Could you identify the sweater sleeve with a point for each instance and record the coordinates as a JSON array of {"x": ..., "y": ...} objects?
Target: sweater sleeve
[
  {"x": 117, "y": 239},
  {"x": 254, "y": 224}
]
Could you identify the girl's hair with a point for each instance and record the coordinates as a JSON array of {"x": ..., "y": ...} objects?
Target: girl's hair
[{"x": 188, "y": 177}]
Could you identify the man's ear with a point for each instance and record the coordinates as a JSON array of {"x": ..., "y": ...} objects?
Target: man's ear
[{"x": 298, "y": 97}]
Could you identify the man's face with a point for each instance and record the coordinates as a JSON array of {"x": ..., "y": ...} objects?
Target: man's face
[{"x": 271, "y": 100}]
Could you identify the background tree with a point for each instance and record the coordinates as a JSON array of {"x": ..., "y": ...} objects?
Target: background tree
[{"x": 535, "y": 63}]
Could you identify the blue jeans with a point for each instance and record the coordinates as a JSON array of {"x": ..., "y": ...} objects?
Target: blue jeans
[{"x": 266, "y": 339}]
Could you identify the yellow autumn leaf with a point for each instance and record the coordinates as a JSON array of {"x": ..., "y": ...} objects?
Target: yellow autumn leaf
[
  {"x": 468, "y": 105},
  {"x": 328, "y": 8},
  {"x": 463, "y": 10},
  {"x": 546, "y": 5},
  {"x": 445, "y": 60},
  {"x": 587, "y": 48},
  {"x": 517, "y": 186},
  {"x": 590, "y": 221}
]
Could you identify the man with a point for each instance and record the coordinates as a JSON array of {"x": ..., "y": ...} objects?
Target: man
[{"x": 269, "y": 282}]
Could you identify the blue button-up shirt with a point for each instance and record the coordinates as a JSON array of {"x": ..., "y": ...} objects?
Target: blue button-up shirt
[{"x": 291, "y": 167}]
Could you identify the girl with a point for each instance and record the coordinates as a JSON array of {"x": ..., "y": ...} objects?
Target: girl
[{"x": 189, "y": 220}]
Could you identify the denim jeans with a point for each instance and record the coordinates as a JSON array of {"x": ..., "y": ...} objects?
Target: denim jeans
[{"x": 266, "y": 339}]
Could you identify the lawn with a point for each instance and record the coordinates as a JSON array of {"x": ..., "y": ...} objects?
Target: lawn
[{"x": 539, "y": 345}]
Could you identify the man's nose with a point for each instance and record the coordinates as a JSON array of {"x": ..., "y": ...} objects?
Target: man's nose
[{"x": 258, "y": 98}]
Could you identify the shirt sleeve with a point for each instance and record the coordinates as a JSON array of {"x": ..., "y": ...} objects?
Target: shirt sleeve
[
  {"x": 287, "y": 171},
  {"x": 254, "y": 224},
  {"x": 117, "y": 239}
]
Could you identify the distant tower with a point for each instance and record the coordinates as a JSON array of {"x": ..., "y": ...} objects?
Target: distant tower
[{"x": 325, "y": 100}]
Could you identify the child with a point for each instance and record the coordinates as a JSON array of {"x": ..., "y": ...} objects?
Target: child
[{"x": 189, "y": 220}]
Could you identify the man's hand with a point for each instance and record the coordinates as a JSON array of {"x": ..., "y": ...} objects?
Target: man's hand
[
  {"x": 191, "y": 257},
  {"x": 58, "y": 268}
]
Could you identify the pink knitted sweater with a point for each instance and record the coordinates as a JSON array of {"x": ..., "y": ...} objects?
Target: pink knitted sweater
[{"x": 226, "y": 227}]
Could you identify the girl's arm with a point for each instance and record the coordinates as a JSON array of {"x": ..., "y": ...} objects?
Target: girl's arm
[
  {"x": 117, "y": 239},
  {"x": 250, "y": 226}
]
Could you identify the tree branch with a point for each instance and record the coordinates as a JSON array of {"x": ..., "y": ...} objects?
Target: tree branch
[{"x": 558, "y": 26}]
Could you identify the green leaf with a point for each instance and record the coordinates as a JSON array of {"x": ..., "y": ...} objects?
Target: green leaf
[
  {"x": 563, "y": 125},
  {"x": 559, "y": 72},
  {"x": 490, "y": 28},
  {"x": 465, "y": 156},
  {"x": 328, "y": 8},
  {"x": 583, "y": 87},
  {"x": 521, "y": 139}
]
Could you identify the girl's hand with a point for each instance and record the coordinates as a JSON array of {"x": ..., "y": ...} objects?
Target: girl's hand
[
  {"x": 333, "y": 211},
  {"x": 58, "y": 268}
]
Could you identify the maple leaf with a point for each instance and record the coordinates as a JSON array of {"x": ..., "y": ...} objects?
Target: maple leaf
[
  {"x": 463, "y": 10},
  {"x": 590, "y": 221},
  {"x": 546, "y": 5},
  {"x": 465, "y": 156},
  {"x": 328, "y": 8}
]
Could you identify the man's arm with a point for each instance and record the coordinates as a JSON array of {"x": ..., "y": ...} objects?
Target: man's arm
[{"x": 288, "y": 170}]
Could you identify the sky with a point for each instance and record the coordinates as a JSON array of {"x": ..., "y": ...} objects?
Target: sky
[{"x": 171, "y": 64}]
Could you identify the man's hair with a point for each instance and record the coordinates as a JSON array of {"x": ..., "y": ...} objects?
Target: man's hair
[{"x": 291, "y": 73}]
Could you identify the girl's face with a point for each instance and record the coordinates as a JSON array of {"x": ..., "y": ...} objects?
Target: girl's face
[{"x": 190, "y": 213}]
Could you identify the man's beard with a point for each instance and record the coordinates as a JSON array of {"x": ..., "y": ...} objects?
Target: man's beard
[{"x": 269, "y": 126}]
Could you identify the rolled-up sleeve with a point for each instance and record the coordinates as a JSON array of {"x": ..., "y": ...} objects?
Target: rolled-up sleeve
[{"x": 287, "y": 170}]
#####
Exercise brief:
Please rescale the material from the line containing "Could you identify the man's beard" through the end of the material, both ends included, and give every one of those lines again. Multiply each x and y coordinate in the answers by 1.7, round to a whole number with halves going up, and leave all other text unchanged.

Final answer:
Could you identify the man's beard with a point for each instance and record the coordinates as a JSON array of {"x": ..., "y": ...} objects?
Target: man's beard
[{"x": 457, "y": 214}]
Could you identify the rolled-up sleeve with a point for each instance and record the coordinates as a JSON array of {"x": ..., "y": ...} objects?
Target: rolled-up sleeve
[{"x": 488, "y": 289}]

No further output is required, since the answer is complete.